Records shown:
————————
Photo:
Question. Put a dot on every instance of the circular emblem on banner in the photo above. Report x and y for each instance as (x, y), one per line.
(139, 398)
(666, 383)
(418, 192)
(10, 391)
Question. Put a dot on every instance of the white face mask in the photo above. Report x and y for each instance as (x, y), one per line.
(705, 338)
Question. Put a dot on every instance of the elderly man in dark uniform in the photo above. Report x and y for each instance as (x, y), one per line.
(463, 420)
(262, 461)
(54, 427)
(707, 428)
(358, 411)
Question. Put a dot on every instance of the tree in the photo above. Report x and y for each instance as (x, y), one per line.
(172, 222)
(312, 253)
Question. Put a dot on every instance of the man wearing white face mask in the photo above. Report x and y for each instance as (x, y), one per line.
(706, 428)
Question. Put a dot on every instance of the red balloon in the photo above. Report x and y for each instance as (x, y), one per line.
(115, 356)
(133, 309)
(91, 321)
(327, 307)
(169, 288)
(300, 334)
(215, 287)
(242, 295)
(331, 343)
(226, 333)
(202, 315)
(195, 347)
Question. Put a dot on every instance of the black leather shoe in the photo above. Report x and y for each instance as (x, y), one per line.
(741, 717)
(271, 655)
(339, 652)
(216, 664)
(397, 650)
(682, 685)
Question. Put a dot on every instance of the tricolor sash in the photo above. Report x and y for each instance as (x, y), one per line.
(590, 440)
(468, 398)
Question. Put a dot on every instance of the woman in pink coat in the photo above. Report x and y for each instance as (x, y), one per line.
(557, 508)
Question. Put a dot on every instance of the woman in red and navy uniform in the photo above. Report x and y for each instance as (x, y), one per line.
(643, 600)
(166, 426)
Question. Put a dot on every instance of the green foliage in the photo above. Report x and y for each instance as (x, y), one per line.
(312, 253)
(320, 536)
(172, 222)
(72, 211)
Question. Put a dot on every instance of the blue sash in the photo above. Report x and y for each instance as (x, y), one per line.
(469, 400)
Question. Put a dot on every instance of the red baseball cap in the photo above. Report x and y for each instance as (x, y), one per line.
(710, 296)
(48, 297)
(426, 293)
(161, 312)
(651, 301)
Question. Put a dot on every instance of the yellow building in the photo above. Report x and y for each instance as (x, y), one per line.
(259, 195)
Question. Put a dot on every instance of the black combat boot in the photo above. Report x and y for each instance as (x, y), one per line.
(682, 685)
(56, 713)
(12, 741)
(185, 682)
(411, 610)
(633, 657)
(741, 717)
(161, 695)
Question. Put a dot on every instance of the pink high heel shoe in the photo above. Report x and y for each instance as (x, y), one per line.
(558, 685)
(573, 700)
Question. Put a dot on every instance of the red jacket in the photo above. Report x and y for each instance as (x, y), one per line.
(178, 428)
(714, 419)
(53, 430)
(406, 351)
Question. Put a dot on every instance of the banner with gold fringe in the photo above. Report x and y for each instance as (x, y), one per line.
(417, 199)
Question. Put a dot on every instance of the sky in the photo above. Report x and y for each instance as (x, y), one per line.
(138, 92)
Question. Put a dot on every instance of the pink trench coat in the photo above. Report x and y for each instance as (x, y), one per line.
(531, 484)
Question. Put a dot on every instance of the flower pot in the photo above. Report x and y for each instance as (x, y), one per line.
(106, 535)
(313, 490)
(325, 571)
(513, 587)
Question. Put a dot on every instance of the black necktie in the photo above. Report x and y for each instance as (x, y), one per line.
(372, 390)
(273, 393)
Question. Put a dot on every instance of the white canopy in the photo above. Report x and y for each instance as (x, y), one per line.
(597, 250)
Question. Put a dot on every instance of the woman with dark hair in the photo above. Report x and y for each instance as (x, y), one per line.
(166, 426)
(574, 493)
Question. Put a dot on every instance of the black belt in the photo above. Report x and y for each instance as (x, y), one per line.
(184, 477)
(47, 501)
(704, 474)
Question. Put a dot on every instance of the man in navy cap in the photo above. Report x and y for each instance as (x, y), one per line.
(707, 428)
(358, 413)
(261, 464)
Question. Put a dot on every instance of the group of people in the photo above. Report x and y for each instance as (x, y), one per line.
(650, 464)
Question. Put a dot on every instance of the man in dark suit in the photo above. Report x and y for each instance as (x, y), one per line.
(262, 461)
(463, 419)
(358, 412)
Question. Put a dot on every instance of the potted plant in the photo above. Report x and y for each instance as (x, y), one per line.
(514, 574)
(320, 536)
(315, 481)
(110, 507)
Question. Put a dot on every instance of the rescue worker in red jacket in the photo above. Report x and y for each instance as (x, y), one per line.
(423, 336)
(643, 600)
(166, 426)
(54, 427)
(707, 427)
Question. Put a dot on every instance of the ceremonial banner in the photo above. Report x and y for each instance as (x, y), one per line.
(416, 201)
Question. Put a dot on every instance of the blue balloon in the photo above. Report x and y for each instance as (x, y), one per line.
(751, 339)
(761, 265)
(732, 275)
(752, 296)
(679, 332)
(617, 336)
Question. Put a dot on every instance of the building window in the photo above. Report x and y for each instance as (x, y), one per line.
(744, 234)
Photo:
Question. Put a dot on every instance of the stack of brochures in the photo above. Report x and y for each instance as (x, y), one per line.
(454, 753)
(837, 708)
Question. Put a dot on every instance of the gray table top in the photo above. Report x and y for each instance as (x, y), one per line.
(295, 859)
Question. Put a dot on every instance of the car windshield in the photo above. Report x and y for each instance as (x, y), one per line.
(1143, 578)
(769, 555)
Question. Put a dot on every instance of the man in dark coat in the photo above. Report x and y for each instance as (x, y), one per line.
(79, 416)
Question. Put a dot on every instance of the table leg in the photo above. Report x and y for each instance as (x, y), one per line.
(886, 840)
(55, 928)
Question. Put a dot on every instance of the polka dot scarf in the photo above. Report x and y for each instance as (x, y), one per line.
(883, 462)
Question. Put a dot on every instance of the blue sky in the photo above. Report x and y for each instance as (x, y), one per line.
————————
Without leaving anything out, output all of the data above exactly.

Photo:
Question. Put a dot on every instance of the circular emblem on banner in the photo above. Report x and y for each instance as (x, y), one per line.
(139, 398)
(666, 383)
(418, 192)
(10, 391)
Question. Put a dot on every instance of the white face mask in the photo above. Report x and y for each instance as (x, y), one per line.
(705, 338)
Question. Put a dot on every instance of the elderly man in dark uniform in the photo above. Report x and y for each instance as (x, y), one per line.
(463, 420)
(262, 461)
(54, 427)
(707, 428)
(358, 411)
Question. Put a dot on every instance of the tree in the photo above. Report x and y for each instance as (x, y), one per line.
(172, 222)
(312, 253)
Question. Put a dot on every instance of the man wearing white face mask in the photo above. Report x and y for each instance as (x, y), one per line.
(706, 428)
Question. Put a dot on every instance of the red balloon in the photo above. Report x and y for each instance as (x, y), one per line.
(115, 356)
(133, 309)
(91, 321)
(327, 307)
(169, 288)
(300, 334)
(215, 287)
(242, 295)
(331, 343)
(226, 333)
(202, 315)
(195, 347)
Question. Put a dot on every instance of the black leather shoe in the photo above. Report x and y for each instance as (x, y), one per line.
(741, 717)
(271, 655)
(339, 652)
(216, 664)
(397, 650)
(682, 685)
Question. Put a dot on every instance of the tricolor sash in the photo above. Report x and y for each instance as (x, y), one per line.
(590, 440)
(468, 398)
Question. Put a dot on every instance of the woman in pink coat in the photo above. Report x and y for each instance as (x, y), one per line.
(557, 508)
Question. Put a dot on every instance of the woman in red and navy uniform in the photo above. Report x and y for each instance as (x, y), one per line.
(643, 600)
(166, 426)
Question. Put a dot on every instance of the green foliage in the photo above. Report x and y for each instance as (x, y), one per line.
(312, 253)
(320, 536)
(172, 222)
(72, 211)
Question. Put a dot on every instance of the blue sash in the photo above. Report x and y for each instance as (x, y), one per line.
(469, 400)
Question. Put a dot on every instance of the red baseball cap in the photo above. Report x and y for each instance as (x, y), one per line.
(710, 296)
(48, 297)
(426, 293)
(161, 312)
(651, 301)
Question. Put a dot on every instance of the yellow building in the photo above. Report x and y for each instance as (x, y), one per line.
(259, 195)
Question. Put a dot on every instance of the black combat boot in the photo above. Report x and y for each instance as (x, y), one per line.
(682, 685)
(56, 713)
(12, 741)
(185, 682)
(411, 610)
(633, 657)
(741, 717)
(161, 695)
Question. Put a dot on every instance of the pink high heel shoe in the photo above. Report x and y for each instance as (x, y), one per line.
(558, 685)
(573, 700)
Question. Put a dot on every instance of the red jacket in the photo above. Report x and y for each instance as (x, y), one per line.
(178, 428)
(714, 419)
(53, 430)
(406, 351)
Question. Put a dot on every instance of the banner with gold fringe in the photo above. Report x and y for each instance as (x, y), one per line.
(417, 199)
Question. Put a dot on every instance of the sky in the photo above. Report x and y for each instance as (x, y), one per line.
(138, 92)
Question. Put a dot on every instance of the pink trench coat in the photo above. Report x and y for each instance as (x, y), one per line.
(531, 484)
Question. Put a dot on every instance of the flower pot in the photo above. Report x and y for each instance as (x, y), one per line.
(106, 535)
(313, 490)
(325, 571)
(513, 587)
Question. Put a dot on every instance of the black necktie in the photo above. Report x and y for each instance as (x, y), one per line.
(372, 390)
(273, 393)
Question. Put a dot on every instance of the white canopy in the photo above. Report x and y for each instance as (x, y), one per line.
(597, 250)
Question. Put a dot on every instance of the woman with dark hair in the photo above. Report x and y for each instance as (x, y), one per line.
(166, 426)
(574, 493)
Question. Put a dot on every instance of the black belt in the photo above. Report x and y for each instance as (x, y), one per line.
(184, 477)
(47, 501)
(704, 474)
Question. Put a dot on every instance of the man in navy cap in the photo above. Report x and y for each instance as (x, y), one per line.
(707, 428)
(358, 413)
(261, 464)
Question. Put a dot on every instance of the group of people in the photo above. Report x and y for each instance as (x, y), one per line.
(650, 464)
Question. Put a dot on every instance of the man in dark suit in the photo above. Report x and y for each instance as (x, y), one per line.
(262, 461)
(463, 419)
(358, 412)
Question. Put a dot on every instance of the potted plant in the photo above. Report x and y for each instance as (x, y), one per line.
(514, 574)
(320, 536)
(315, 481)
(110, 507)
Question. Put a dot on every instance of the rescue worker in red jacket in the photo above. Report x and y for each instance as (x, y), one per line.
(423, 336)
(643, 600)
(166, 426)
(54, 427)
(707, 427)
Question. Put a dot on every instance of the ceremonial banner in the photo above. Report x and y for each instance as (x, y), one per line.
(416, 201)
Question. Put a dot on every instance of the blue balloon in the photo above. Report x and y for each instance as (x, y), one per line.
(751, 339)
(761, 265)
(732, 275)
(752, 296)
(679, 332)
(617, 336)
Question. Put a dot on every instance of the building window in the photo above. Report x and y for each instance as (x, y), one per line.
(744, 234)
Photo:
Question. Put a dot on every instance of the stack of brochures in the photo above. Report x and y for each instance as (x, y), one per line.
(454, 753)
(837, 708)
Question. Put a dot on every instance of the gray table top in the photo above. Report x and y for each instance as (x, y), one per line.
(295, 859)
Question. Put a dot on every instance of the car windshield in the photo above. Report x and y for each instance as (x, y), one per line.
(1143, 578)
(769, 555)
Question. Put a dot on every instance of the man in dark coat in the photo above. Report x and y for each instance as (x, y), one per line.
(79, 416)
Question. Put a dot on every instance of the table leg in the photo above. Report x and y for each instance as (x, y), one per line.
(886, 840)
(55, 928)
Question. Put a dot on every instance of the polka dot scarf in the photo above. Report x and y for each instance as (x, y), one per line.
(883, 462)
Question. Put a dot on every instance of the blue sky in the photo above. Report x and y for each instance as (x, y), one per line.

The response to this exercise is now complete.